▶ [本文抜粋]
====

具体的にどのようなことが起こっているのでしょうか?

下記の3点についてみていきましょう。

①不動産価格の下落

②株価の下落

③家賃収入の見直し


①不動産価格の下落

相続の中でも財産価額の多くを占めるのは、家や土地などの不動産です。

ではその相続税評価額はといえば、建物であれば固定資産税評価額で計上し、土地であれば「路線価」を中心とした評価額によって計上されます。


相続税評価額が、相続発生時の時価(市場価格、近隣の取引事例など)ではなく、1月1日時点の時価(公示地価)を基準にして決められた路線価を使用している点が問題とされています。

すなわち、1月1日に比較して相続時の時価が大きく下落している地域では、実態以上の評価額で相続財産を計上しなければならなくなるということになります。

今年の7月に公表された路線価は、5年連続で上昇傾向にあります。

とはいっても、数か月で地価が大きく下落した地域というのも限定されており、それよりもむしろ問題なのは、土地やマンションなどをたくさんお持ちの方で、納税資金を土地の売却によって調達しようと考えていた方です。

私の住む地域の知り合いの不動産業者の方々は、土地やマンションは価格は下落傾向にあり、今後もその傾向は続くとみられ、情報の早い地主さんは早期に売却に動いているとのことでした。

====

▶ [課題 a]
本文をもとに、次の問いに答えること。
(i) 相続財産の価額の多くを占めるものは何か。
(ii) 建物の相続税評価額は何で計上されるか。
(iii) 今年の7月に公表された路線価は、何年連続で上昇傾向にあるか。

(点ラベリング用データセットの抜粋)
====

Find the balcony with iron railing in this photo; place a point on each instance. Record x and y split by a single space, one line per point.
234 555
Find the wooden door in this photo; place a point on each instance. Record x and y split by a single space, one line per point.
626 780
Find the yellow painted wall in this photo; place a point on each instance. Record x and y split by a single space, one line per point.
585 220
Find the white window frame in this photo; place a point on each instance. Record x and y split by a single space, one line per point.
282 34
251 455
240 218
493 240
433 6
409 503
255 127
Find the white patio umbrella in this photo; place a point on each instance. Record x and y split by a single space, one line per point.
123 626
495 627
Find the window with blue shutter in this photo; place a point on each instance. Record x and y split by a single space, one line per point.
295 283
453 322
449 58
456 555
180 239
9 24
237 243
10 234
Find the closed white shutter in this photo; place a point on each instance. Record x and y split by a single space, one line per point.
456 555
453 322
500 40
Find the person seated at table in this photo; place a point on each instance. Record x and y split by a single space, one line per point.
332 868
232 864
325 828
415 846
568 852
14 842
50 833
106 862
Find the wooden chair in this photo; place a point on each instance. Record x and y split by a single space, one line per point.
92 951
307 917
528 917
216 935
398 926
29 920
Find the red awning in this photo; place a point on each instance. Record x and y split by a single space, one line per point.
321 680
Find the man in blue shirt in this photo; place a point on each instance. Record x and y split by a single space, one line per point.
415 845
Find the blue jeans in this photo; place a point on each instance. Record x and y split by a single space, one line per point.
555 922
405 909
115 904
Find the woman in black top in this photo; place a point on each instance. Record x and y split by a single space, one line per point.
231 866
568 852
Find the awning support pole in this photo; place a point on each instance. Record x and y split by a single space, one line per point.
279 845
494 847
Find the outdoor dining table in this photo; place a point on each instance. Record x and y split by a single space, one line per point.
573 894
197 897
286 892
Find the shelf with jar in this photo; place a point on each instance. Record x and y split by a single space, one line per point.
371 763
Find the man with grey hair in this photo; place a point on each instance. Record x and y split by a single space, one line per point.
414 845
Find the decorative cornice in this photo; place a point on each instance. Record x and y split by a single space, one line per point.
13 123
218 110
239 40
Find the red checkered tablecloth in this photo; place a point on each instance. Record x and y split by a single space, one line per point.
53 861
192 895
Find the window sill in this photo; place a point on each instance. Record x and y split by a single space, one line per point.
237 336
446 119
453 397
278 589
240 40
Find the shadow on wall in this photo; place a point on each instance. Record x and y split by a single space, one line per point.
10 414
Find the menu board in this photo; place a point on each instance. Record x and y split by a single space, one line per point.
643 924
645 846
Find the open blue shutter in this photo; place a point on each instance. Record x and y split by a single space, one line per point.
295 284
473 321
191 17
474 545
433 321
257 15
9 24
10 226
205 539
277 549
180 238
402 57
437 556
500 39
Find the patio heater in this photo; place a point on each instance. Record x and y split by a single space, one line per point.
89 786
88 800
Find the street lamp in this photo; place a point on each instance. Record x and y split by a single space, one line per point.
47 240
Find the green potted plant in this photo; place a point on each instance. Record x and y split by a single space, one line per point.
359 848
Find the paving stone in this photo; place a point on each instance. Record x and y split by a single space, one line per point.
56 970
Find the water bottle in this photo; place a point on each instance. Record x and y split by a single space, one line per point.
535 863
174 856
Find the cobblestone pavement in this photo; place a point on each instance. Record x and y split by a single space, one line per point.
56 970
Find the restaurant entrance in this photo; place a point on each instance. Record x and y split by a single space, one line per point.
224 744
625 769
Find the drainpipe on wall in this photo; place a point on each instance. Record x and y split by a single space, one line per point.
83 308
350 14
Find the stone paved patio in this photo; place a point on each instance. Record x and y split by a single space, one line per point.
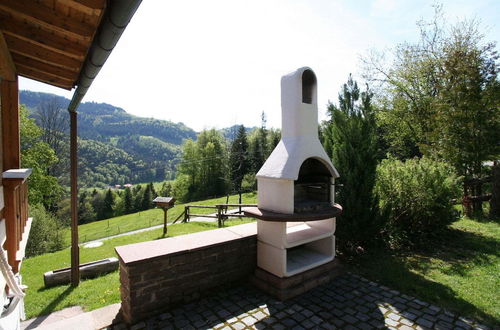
348 302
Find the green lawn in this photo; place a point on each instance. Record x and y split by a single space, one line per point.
92 293
144 219
460 272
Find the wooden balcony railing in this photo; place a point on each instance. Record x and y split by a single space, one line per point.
16 214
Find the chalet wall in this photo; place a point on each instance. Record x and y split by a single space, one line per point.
1 157
159 274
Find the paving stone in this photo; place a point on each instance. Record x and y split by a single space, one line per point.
137 326
377 324
307 313
298 317
391 322
181 323
259 315
363 317
248 320
298 327
362 309
280 315
338 322
238 326
405 327
413 304
350 311
199 324
393 316
443 325
406 322
425 323
409 315
288 322
445 318
316 319
413 311
431 318
420 302
165 316
382 309
349 319
327 326
460 323
364 326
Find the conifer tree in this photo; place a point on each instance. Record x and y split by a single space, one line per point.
350 139
128 205
238 158
108 205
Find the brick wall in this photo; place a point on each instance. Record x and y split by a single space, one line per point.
159 274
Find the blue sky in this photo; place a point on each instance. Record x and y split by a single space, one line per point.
219 63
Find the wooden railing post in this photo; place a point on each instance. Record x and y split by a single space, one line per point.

====

▶ [課題 b] 記録のうち、文字列「awning」を含む行がいくつあるかを数え、その数だけを書くこと。大文字と小文字は区別する。

▶ [解答 a]
(i) 家や土地などの不動産
(ii) 固定資産税評価額
(iii) 5年連続

▶ [解答 b] 2